■ **The problem**
Copy out each line below exactly as written.

── Dataset records

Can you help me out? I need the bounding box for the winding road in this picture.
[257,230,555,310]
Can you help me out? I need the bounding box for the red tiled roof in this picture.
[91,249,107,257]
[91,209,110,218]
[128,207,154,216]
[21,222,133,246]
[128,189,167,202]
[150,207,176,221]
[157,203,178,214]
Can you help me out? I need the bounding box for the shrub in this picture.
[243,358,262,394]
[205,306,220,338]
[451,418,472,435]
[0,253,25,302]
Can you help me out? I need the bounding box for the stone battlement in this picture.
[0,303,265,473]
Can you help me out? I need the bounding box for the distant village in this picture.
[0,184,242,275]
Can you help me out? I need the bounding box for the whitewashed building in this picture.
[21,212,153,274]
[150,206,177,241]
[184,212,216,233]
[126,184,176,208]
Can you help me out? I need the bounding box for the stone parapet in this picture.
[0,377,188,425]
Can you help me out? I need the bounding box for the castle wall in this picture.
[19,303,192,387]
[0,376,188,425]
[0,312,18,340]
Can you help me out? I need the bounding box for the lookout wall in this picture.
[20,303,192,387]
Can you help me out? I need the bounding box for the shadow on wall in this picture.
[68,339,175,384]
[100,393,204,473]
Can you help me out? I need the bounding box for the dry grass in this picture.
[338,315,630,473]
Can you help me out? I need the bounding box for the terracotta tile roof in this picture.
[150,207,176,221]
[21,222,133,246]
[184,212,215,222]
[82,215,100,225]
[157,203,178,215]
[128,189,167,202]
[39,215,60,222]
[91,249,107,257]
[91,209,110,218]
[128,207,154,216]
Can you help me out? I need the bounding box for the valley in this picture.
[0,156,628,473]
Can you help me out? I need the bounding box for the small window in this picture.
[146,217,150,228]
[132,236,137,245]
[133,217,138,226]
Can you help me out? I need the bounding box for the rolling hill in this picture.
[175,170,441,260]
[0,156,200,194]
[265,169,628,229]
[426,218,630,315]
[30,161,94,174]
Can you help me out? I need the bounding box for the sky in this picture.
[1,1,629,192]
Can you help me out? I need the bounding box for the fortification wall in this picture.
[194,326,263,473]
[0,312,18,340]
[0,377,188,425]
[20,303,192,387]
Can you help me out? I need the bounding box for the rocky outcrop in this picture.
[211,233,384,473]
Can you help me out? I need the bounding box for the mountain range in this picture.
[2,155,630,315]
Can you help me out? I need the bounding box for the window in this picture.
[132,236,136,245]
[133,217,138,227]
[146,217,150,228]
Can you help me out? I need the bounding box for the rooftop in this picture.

────

■ **Completed task**
Can you help me out? I need the bounding box for the winding road in this picture.
[257,230,555,310]
Can you help me out? I need the bounding box for the red tiled roof in this picture.
[91,249,107,257]
[91,209,110,218]
[128,207,154,216]
[21,222,133,246]
[128,189,167,202]
[150,207,176,221]
[157,203,178,214]
Can you help me out? I need the bounding box for the shrub in this picture.
[243,358,262,394]
[205,306,220,338]
[451,418,472,435]
[0,253,25,302]
Can you help me out? I need the bounding box for the stone battlement in this picture.
[0,303,265,473]
Can you help me out? I need the bounding box for the distant village in this picture.
[0,184,242,275]
Can you help me out? I need the bounding box for the whitewashed building in this picture.
[21,212,153,274]
[150,206,177,241]
[184,212,216,233]
[126,184,176,208]
Can you help me out? I need the bounding box for the stone parapet in this picture.
[0,377,188,425]
Can you help me out? I need the bounding box for the castle wall in this picture.
[19,303,192,387]
[0,376,188,425]
[0,312,18,340]
Can you help me out? I need the bounding box for the lookout wall in this picture.
[20,303,192,387]
Can you help me out? I need the bounding box for the shadow on wall in this picture.
[68,339,175,384]
[100,393,204,473]
Can you help me out? I need the bounding box for the dry grass in this picture.
[338,315,630,473]
Can you help me out? I need the bounding box for the terracotta tile roof in this picture.
[150,207,176,221]
[21,222,133,246]
[184,212,215,222]
[82,215,100,225]
[157,203,178,215]
[128,189,167,202]
[39,215,60,222]
[91,249,107,257]
[91,209,110,218]
[128,207,154,216]
Can you help me out? I need the bounding box for the valley in this picture.
[0,156,628,473]
Can you help me out? I need the bounding box for the small window in this picture.
[146,217,150,228]
[132,236,137,245]
[133,217,138,226]
Can you help me out? I need the bounding box for the rolling hill in this picture.
[175,170,441,260]
[0,156,200,194]
[265,169,628,229]
[426,218,630,315]
[30,161,94,174]
Can you help me out? I need the bounding box for the sky in this picture.
[1,1,629,192]
Can you help me out? I need the bounding box for the fortification wall in this picture.
[194,326,263,473]
[0,312,18,340]
[0,377,188,425]
[20,303,192,387]
Can you help me out? I need the bounding box for the rocky outcrop in this picture.
[211,233,384,473]
Can you help me out? I need the bounding box for the mountain range in this picture.
[2,155,630,315]
Can you help me out? I need the bounding box for the window in this picture.
[132,236,136,245]
[133,217,138,227]
[146,217,150,228]
Can you help me out? I need the bounding box for the rooftop in this picture.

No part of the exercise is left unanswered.